BRIEF »
Rewrite every line of the records below as a numbered list, skipping any blank lines. Leave the pictures out of your answer.
##########
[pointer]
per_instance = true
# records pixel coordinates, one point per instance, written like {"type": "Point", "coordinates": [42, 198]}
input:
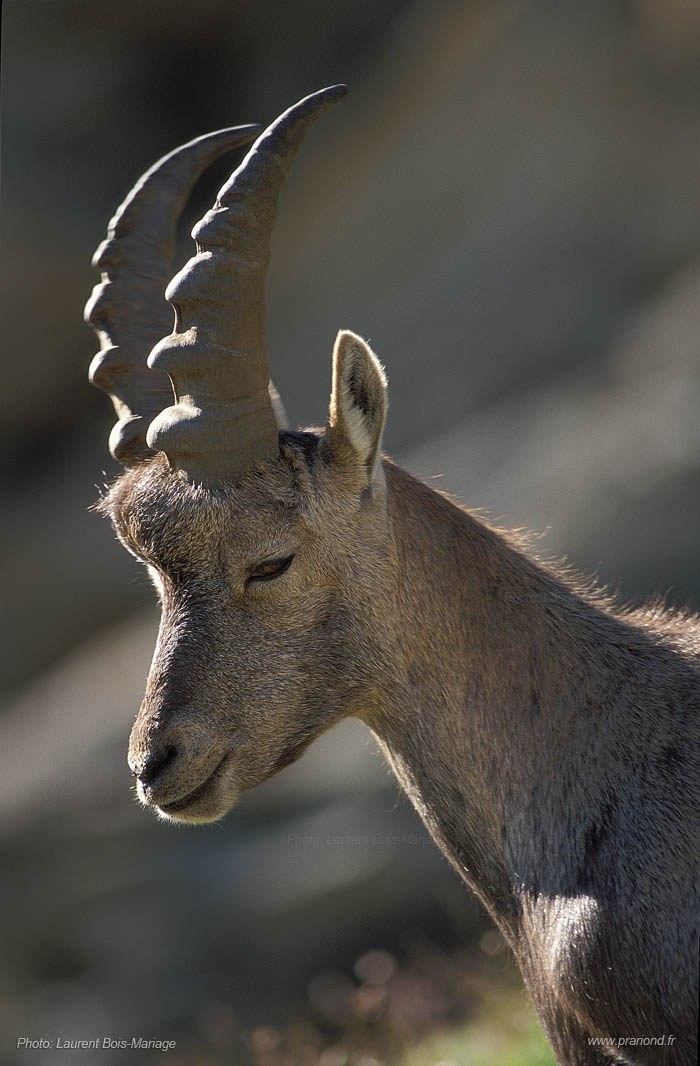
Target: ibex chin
{"type": "Point", "coordinates": [547, 736]}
##########
COMPLETE OUTPUT »
1. [pointer]
2. per_instance = true
3. # records pixel coordinates, one point per instance, written like {"type": "Point", "coordinates": [42, 198]}
4. input:
5. Target: ibex chin
6. {"type": "Point", "coordinates": [547, 736]}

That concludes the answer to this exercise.